Records for processing start

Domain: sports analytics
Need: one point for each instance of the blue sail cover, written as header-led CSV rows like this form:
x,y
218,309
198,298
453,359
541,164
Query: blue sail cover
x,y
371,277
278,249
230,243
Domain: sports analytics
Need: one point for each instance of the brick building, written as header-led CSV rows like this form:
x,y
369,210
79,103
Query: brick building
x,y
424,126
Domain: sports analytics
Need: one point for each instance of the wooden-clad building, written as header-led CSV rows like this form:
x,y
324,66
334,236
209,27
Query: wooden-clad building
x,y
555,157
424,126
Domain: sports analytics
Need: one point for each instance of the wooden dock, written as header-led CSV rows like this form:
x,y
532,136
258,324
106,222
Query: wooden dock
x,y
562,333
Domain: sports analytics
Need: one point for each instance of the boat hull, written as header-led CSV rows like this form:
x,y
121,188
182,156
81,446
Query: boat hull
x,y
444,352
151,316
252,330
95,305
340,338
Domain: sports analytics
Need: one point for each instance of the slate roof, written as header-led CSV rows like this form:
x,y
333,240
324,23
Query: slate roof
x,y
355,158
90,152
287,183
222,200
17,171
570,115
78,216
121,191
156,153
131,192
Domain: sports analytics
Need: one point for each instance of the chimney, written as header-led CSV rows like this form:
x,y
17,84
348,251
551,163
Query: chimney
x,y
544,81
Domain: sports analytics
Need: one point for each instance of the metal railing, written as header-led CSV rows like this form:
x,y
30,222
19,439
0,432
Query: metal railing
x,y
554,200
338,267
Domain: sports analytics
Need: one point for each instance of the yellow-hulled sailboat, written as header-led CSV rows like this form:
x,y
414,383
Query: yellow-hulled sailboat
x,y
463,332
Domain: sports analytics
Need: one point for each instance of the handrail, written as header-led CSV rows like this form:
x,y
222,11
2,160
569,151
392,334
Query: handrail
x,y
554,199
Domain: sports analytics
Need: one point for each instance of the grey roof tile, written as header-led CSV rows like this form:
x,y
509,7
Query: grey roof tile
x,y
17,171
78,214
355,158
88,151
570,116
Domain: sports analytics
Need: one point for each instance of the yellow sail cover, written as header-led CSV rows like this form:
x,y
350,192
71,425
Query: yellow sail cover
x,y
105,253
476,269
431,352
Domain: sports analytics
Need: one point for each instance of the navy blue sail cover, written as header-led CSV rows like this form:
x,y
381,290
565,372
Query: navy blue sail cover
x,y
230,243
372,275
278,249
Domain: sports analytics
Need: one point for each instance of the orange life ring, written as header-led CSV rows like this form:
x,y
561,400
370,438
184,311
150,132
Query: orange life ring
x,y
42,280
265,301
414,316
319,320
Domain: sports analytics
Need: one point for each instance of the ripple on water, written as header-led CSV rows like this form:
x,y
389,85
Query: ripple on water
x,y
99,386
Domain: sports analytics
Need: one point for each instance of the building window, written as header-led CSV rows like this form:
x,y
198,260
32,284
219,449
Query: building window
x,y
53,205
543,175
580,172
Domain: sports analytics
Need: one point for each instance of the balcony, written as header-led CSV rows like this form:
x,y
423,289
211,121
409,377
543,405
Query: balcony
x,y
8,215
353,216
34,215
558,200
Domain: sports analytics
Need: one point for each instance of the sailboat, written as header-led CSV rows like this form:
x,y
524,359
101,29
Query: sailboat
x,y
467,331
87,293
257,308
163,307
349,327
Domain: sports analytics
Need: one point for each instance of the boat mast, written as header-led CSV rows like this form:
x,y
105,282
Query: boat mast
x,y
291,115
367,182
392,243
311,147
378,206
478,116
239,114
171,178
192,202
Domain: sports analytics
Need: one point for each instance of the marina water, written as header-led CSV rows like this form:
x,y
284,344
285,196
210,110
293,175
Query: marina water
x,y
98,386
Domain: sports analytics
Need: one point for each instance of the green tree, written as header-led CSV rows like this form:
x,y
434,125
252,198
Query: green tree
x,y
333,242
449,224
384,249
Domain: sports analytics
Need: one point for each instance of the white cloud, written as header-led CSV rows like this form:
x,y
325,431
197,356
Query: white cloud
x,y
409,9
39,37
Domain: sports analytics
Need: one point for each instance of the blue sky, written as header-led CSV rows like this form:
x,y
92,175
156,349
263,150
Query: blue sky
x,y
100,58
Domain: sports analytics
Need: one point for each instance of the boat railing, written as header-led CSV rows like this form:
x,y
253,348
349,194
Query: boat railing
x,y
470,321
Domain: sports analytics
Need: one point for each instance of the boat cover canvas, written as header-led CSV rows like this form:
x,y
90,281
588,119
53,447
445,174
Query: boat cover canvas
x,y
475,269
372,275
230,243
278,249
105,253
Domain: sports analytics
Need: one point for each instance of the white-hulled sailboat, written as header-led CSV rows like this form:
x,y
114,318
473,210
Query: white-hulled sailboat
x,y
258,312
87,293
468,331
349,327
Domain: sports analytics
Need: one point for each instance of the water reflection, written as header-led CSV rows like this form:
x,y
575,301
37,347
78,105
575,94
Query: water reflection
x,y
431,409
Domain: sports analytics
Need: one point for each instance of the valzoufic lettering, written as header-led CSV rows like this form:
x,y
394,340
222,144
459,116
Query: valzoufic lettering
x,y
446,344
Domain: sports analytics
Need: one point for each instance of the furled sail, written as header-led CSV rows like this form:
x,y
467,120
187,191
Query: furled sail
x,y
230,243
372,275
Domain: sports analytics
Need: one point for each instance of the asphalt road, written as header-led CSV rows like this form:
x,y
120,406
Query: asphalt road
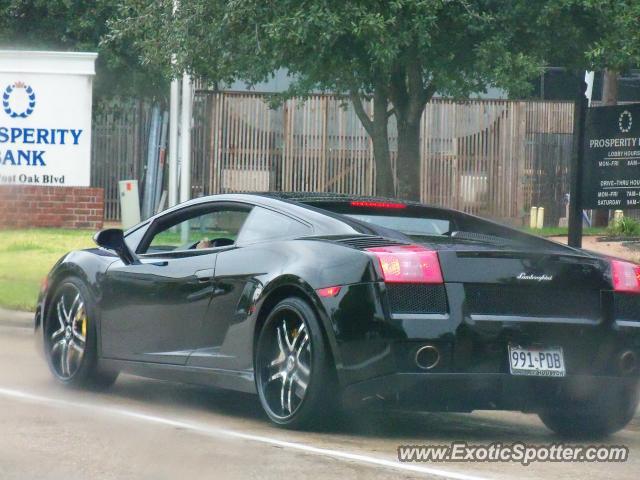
x,y
143,429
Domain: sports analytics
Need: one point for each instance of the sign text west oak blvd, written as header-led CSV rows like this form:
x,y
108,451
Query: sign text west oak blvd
x,y
611,167
32,136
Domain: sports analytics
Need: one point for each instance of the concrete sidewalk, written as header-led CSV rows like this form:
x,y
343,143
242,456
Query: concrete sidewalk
x,y
12,318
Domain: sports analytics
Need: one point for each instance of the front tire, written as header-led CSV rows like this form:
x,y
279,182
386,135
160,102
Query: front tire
x,y
607,413
70,337
293,369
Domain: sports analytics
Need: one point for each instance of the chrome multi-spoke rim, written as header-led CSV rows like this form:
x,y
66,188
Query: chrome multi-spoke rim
x,y
285,364
67,332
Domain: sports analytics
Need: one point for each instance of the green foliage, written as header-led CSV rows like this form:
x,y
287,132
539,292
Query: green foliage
x,y
76,25
624,227
26,256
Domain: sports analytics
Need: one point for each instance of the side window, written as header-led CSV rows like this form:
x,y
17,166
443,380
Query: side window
x,y
264,224
210,229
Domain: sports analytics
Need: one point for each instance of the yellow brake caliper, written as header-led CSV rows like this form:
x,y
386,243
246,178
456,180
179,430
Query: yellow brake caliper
x,y
83,326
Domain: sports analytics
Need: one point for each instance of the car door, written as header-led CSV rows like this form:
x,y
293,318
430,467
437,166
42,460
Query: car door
x,y
153,311
226,336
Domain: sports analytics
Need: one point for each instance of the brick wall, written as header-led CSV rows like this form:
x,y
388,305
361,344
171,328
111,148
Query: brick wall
x,y
24,206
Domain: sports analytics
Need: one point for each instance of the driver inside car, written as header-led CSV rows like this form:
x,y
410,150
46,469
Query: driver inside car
x,y
204,243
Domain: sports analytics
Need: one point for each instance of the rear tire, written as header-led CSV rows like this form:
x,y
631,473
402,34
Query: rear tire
x,y
293,370
70,337
604,415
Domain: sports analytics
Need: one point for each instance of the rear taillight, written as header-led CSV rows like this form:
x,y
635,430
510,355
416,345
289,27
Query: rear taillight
x,y
408,264
382,205
626,276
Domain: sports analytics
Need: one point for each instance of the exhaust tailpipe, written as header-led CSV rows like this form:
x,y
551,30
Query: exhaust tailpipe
x,y
427,357
628,361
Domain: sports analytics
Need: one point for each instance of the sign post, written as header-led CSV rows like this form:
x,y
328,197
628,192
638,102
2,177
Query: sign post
x,y
577,163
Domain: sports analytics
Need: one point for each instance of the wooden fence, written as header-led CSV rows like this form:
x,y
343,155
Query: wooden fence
x,y
492,158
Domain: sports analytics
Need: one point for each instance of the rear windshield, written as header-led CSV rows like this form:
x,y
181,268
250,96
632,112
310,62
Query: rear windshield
x,y
411,221
412,226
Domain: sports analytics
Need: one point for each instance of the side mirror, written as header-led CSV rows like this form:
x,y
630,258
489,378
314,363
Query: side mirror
x,y
113,239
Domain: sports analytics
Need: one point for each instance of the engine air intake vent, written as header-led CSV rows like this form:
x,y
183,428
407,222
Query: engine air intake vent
x,y
626,307
368,241
532,301
416,298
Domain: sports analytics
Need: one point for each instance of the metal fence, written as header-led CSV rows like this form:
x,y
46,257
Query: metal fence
x,y
118,149
493,158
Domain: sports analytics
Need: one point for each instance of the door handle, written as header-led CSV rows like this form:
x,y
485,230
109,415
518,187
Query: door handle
x,y
204,275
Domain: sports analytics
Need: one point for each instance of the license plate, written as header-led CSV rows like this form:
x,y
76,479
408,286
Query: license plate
x,y
539,362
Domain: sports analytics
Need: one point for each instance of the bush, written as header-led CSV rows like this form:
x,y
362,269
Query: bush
x,y
625,227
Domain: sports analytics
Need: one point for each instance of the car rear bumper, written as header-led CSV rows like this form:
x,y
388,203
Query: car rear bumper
x,y
464,392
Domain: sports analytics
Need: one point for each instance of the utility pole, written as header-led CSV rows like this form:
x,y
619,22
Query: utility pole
x,y
174,119
609,97
185,139
577,156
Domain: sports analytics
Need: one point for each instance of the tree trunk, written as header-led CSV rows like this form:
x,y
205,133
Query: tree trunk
x,y
377,128
384,174
408,163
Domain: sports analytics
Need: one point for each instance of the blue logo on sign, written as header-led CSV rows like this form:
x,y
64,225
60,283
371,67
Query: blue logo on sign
x,y
7,104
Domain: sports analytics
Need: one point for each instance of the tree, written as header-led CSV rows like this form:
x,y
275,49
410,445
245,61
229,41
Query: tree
x,y
74,25
397,52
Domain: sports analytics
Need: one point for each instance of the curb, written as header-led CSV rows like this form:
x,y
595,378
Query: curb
x,y
14,318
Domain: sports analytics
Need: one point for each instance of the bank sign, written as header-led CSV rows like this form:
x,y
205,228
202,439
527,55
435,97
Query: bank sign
x,y
611,167
45,125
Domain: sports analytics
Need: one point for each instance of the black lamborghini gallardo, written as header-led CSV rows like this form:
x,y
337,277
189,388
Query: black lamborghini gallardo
x,y
314,300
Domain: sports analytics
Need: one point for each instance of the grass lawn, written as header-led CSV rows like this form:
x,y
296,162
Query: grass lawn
x,y
26,256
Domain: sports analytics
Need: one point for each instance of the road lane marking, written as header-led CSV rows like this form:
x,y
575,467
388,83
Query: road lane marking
x,y
223,432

Records for processing end

__The problem__
Count the lines of the data above that contain the word "engine", with case counting, and give only the number.

__Result of this exercise__
2